REQUIRED WORK
Lines in which "logo" appears should be pulled from the data below.

INFORMATION PROVIDED
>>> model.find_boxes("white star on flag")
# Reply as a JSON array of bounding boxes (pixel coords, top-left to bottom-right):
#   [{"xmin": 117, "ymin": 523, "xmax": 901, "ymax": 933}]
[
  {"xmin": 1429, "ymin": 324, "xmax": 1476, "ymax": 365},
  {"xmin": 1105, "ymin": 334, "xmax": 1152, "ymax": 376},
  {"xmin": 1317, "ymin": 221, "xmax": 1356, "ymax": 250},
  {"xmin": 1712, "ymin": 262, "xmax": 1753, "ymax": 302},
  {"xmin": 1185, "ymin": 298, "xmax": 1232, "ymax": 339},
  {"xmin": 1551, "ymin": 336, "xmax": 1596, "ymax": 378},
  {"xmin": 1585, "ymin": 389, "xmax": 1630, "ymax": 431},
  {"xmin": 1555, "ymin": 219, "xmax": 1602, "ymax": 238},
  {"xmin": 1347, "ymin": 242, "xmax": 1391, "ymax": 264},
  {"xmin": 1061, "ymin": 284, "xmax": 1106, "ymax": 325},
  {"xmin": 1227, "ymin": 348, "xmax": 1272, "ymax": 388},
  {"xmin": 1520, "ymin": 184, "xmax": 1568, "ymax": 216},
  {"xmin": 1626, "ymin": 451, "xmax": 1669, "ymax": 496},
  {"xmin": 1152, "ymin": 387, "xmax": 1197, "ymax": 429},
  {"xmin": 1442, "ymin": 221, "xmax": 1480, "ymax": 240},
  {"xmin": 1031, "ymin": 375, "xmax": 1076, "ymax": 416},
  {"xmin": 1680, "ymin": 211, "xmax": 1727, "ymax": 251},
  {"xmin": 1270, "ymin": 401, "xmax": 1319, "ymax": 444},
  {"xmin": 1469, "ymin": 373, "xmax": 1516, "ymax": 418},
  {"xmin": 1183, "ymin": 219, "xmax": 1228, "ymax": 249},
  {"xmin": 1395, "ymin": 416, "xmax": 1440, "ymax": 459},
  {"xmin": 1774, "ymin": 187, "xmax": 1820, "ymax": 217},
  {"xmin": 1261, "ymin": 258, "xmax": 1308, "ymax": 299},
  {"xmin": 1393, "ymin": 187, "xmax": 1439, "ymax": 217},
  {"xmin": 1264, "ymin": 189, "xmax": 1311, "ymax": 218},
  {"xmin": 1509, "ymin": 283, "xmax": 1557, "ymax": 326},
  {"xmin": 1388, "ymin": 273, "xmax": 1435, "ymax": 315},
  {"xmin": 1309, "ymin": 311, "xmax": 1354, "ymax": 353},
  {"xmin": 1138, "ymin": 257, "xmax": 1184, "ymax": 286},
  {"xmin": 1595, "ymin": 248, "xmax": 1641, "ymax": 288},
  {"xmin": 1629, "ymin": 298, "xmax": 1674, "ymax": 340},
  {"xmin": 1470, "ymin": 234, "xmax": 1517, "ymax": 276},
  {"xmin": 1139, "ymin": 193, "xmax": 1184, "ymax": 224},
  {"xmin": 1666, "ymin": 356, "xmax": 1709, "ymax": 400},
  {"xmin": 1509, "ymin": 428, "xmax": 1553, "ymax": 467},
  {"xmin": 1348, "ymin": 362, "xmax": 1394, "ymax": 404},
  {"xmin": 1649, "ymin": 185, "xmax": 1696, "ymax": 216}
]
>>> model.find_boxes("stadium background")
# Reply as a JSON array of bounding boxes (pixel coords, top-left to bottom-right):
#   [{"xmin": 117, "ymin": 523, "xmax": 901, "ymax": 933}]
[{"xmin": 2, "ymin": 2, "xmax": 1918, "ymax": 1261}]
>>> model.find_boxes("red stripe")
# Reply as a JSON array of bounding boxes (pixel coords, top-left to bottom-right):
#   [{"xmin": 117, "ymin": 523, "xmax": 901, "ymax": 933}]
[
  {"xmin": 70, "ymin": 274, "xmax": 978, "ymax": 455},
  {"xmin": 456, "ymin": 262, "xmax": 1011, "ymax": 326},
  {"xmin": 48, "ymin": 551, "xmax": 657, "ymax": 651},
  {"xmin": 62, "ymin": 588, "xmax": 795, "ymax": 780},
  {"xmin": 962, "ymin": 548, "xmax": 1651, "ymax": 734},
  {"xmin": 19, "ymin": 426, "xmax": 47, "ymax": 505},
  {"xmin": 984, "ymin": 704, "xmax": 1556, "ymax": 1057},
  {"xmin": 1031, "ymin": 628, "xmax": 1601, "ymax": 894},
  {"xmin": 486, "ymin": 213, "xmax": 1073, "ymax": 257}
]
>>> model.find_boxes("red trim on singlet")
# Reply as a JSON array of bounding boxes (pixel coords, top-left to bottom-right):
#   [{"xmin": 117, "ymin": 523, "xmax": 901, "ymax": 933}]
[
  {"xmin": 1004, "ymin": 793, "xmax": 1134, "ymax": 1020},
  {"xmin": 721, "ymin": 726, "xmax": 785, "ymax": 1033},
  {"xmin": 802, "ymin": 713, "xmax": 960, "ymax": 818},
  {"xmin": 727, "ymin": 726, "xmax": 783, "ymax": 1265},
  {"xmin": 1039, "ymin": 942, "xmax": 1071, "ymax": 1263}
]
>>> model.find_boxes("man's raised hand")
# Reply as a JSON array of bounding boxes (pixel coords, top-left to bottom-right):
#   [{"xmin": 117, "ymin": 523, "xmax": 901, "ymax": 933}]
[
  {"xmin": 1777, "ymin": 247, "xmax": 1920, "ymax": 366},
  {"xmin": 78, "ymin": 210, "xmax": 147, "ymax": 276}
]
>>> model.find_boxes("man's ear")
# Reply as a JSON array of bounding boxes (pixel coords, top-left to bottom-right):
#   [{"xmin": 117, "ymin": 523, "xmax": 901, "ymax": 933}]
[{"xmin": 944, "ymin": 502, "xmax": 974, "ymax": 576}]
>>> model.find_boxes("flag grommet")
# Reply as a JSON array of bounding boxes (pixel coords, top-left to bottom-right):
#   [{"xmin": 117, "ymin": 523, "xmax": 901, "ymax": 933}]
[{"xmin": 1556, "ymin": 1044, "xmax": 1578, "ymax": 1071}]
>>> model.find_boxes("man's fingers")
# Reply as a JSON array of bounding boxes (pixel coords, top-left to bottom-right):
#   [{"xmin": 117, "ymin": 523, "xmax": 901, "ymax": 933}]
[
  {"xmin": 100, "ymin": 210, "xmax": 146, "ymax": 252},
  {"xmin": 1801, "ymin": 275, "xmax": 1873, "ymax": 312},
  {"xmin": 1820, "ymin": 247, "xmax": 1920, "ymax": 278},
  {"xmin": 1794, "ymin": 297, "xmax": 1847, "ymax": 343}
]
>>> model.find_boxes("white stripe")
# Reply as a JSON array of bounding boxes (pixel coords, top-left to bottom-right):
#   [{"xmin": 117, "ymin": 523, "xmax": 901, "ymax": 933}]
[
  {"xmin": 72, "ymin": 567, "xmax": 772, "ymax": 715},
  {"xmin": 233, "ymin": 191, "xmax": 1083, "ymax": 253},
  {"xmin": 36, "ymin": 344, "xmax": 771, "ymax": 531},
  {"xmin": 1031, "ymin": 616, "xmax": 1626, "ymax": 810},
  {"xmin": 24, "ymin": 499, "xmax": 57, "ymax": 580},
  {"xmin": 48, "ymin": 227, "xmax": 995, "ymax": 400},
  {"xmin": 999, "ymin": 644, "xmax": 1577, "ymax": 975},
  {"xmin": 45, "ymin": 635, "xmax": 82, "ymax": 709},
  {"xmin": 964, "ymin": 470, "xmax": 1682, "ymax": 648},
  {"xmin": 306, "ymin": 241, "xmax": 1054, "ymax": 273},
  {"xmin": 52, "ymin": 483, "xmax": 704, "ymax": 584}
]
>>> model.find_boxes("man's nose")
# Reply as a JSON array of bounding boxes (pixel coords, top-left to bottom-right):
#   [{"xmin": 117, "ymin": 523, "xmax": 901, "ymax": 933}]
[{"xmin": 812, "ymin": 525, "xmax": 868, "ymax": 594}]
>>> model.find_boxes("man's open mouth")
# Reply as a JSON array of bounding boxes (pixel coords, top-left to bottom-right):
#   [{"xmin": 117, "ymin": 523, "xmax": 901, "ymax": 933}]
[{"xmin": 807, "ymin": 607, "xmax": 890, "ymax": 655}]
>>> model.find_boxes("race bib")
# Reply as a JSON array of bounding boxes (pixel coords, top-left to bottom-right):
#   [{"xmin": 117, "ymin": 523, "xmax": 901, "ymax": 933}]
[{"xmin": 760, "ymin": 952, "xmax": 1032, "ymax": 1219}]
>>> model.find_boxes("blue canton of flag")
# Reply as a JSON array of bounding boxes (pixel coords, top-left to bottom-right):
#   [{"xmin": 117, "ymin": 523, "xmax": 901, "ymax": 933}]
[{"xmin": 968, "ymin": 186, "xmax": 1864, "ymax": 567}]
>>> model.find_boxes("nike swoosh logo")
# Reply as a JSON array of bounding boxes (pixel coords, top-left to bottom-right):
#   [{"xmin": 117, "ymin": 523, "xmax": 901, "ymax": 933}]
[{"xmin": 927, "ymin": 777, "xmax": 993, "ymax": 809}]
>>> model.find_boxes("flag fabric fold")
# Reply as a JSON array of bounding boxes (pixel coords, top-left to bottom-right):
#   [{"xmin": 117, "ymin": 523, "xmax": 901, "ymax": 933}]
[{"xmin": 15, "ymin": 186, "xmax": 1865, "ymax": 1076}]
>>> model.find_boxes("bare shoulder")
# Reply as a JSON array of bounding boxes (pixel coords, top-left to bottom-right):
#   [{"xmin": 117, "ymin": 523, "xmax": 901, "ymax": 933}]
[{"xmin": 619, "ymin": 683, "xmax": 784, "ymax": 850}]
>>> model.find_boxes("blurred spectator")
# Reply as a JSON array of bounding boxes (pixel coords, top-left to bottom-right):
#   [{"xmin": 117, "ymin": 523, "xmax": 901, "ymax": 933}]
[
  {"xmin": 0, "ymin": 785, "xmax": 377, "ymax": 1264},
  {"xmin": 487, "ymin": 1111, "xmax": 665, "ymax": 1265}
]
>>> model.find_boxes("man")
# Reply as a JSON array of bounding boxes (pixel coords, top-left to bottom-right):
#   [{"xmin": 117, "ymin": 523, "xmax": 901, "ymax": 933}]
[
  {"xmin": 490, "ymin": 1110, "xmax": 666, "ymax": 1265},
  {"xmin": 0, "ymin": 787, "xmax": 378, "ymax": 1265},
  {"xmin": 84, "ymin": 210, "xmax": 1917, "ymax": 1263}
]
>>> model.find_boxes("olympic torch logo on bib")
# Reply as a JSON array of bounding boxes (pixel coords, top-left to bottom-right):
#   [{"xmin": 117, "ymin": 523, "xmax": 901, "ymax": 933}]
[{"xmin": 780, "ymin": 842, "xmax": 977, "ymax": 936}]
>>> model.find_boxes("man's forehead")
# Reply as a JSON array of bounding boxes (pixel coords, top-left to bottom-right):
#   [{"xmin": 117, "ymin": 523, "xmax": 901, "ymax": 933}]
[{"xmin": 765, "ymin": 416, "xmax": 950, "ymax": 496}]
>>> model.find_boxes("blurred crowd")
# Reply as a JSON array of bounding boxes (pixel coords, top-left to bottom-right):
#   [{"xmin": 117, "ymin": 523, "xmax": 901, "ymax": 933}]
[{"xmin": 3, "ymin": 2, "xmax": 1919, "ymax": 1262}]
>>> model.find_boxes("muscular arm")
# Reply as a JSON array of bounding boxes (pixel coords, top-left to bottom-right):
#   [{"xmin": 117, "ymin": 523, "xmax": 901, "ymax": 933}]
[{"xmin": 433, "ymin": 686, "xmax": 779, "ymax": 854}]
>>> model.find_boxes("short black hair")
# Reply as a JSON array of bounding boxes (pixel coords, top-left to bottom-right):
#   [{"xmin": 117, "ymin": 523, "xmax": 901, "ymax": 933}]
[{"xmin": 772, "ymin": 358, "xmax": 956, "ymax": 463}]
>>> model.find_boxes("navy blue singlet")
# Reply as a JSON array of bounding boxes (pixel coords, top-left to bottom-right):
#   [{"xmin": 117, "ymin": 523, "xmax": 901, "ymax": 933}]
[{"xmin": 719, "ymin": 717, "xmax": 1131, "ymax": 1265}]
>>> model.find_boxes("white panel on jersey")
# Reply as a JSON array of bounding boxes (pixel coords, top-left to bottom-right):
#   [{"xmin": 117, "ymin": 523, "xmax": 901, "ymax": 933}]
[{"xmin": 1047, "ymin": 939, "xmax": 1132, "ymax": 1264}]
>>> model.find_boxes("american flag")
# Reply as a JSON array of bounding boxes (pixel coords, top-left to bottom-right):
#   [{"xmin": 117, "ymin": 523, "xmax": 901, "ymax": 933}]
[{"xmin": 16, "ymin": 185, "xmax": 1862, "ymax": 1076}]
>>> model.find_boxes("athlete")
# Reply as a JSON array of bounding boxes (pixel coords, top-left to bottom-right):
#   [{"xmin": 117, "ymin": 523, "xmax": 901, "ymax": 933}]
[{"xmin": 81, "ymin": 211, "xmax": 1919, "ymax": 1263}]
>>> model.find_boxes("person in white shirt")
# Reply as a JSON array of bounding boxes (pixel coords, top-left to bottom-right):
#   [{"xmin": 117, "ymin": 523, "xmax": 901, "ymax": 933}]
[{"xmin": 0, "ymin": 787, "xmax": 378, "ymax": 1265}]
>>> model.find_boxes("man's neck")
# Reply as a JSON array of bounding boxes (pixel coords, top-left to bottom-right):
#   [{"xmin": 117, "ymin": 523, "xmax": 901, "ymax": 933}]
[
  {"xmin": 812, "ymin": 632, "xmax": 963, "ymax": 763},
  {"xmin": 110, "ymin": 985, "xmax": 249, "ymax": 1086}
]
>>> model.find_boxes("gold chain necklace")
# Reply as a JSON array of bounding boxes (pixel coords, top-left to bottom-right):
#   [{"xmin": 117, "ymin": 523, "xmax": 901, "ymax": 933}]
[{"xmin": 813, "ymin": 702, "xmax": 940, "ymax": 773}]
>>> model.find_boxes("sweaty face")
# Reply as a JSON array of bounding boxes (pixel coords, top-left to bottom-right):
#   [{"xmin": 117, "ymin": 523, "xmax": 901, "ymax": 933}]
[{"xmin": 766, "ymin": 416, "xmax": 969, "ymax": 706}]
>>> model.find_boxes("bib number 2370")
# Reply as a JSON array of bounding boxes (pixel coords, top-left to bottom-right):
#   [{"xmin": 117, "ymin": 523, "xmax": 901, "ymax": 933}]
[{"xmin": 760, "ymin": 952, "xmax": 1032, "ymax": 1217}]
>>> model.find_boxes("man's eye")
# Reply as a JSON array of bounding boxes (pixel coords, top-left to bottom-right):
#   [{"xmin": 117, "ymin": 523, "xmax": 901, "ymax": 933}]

RESPONSE BELOW
>>> model.find_boxes("nike swoosh logo")
>>> model.find_boxes("olympic torch logo on bib")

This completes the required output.